Fragmento para leer:

###

Después comprendería, mi lugar estaba en la comunidad, en la Iglesia de Jesús a
la cual me llamaba a servir. Mi lugar estaba en las manos de Jesús.
Por otro lado, sabía que el
sacerdote en la parroquia había puesto a la gente a orar para que yo volviera
al seminario, lo que no me gustó, mis planes eran otros. Sólo que en el diálogo
generoso que sostenía a diario con el Señor comprendí que me estaba llamando,
quería cambiar mis planes y lo logró, me sedujo y le dije con el profeta: “heme aquí”. Si tú Señor, así lo
quieres, hágase en mí tu voluntad, Creo que fue la primera vez que recé
aceptando en mi vida la voluntad de Dios; me había seducido, me ganó la pelea,
la victoria era suya. “Aquí estoy Señor,
te pertenezco”. Un extraño temor me invadía: no soy digno, no estoy
preparado, no voy a poder, mi vida pasada será un impedimento.

###

Tareas:
(1) Según el fragmento para leer, ¿qué había pedido el sacerdote de la parroquia a la gente?
(2) Prolonga el fragmento sobre la llamada al seminario a partir de su última oración.

Datos:
###

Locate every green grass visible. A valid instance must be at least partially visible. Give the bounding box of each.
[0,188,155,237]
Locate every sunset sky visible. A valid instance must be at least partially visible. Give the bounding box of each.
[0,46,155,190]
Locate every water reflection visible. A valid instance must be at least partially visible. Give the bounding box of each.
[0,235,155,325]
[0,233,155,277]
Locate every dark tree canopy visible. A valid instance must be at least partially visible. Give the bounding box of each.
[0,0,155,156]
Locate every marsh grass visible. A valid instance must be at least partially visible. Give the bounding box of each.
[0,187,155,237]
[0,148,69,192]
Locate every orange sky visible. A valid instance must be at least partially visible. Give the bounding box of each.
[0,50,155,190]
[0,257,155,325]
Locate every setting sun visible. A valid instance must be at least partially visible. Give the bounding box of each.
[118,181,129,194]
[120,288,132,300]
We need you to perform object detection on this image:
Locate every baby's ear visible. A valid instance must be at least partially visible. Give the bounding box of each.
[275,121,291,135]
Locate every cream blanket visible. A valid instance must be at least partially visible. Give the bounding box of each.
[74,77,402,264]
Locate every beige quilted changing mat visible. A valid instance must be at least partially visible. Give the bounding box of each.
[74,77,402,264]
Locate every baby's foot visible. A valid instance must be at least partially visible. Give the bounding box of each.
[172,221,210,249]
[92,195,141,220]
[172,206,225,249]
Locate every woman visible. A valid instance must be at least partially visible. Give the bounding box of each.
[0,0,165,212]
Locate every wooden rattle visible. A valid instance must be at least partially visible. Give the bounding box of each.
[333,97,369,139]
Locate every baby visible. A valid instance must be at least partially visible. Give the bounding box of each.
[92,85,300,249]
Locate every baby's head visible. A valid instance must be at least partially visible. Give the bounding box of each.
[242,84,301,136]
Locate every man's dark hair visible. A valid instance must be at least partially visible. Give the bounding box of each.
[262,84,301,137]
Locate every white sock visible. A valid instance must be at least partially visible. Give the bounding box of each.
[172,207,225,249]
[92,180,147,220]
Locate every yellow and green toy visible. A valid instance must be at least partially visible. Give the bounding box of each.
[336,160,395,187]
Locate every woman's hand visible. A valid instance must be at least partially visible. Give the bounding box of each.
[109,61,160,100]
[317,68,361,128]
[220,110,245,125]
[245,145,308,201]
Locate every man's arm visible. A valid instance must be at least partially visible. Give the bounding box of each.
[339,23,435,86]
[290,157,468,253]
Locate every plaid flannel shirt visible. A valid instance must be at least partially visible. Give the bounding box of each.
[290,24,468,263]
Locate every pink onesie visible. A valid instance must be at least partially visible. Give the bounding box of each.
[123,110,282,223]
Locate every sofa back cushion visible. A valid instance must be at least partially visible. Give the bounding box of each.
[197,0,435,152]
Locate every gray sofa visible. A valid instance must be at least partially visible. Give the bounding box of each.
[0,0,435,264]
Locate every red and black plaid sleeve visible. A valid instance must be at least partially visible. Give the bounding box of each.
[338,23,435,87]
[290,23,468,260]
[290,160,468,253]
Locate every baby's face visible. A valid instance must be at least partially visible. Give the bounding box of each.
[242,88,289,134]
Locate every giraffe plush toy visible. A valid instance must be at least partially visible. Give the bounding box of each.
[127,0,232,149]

###

Respuestas del ejercicio:
(1) Había puesto a la gente a orar para que quien escribe volviera al seminario.

(2)
Dios es el Dios que cambia los planes a los hombres, lo hizo
con María y con José, y lo ha hecho después con miles y miles de hombres y
mujeres que se han decidido seguir a Jesús a lo largo de más de veinte siglos
en la historia de la Iglesia. Seguir a Jesús, ¿Para qué? Para conocerlo, amarlo
y servirlo. Pablo en la carta a los Romanos nos dice: “Os exhorto hermanos, por
la misericordia de Dios a que ofrezcáis vuestros cuerpos como hostias vivas,
santas, y agradables a Dios, ese será vuestro culto espiritual” (Rom 12, 1).
Sin consagración, sin entrega y sin sacrificio no hay culto a Dios. Por eso
también nos dice: “No viváis según los criterios de este mundo, sino mas bien
renovaos en vuestra manera de pensar, por la acción del espíritu, para que
podáis conocer la voluntad de Dios, lo bueno, lo justo y lo perfecto” (Rom 12,
2s). Mis muchas debilidades me han
enseñado que dejarse renovar en la mente, significa “tomar la firme decisión de seguir a Cristo”, rompiendo a la vez la amistad con el mundo y
abandonando el dominio de la carne mediante el cultivo de una voluntad firme,
férrea y fuerte para hacer el bien, para amar, para hacer la voluntad de Dios
que quiere nuestra santificación.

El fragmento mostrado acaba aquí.